[WRITTEN REQUEST]
Locate the line that contains "Locate the man". Copy it and every following line through the end of the records, exactly, and include nothing else.

☆ ☆ ☆

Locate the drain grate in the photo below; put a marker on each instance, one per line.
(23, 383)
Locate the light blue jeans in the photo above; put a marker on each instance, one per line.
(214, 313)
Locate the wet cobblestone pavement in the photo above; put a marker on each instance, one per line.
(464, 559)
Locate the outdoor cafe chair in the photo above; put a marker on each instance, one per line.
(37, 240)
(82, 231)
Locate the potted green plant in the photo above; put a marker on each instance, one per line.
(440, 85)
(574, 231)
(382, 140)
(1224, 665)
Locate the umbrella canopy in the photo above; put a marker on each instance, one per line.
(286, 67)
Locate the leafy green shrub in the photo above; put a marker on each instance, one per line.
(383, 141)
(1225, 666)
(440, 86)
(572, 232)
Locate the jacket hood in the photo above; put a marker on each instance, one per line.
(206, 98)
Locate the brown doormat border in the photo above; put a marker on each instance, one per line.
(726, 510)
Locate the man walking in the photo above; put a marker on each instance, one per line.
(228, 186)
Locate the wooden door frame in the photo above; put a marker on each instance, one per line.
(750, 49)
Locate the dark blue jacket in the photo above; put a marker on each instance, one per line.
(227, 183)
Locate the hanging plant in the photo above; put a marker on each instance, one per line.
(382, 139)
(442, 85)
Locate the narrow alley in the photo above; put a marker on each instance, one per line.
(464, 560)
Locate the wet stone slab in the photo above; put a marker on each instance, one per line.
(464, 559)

☆ ☆ ☆

[RESPONSE TO THE TASK]
Locate the man walking in the photo above; put a marker on each instance, one per line.
(228, 186)
Locate the wooden door frame in the photo above; put a marker on each instance, one per line.
(750, 49)
Locate the dark blue jacket in the photo above; put a marker on each instance, one per line.
(227, 183)
Locate the hanging plant in the photo above; put a marker on each instance, one per line.
(382, 139)
(442, 85)
Locate the narrow alley in the photo above; put a marker on each instance, one per line.
(464, 560)
Locate the wet stone slab in the photo above; put a marker on each instance, one per line.
(464, 559)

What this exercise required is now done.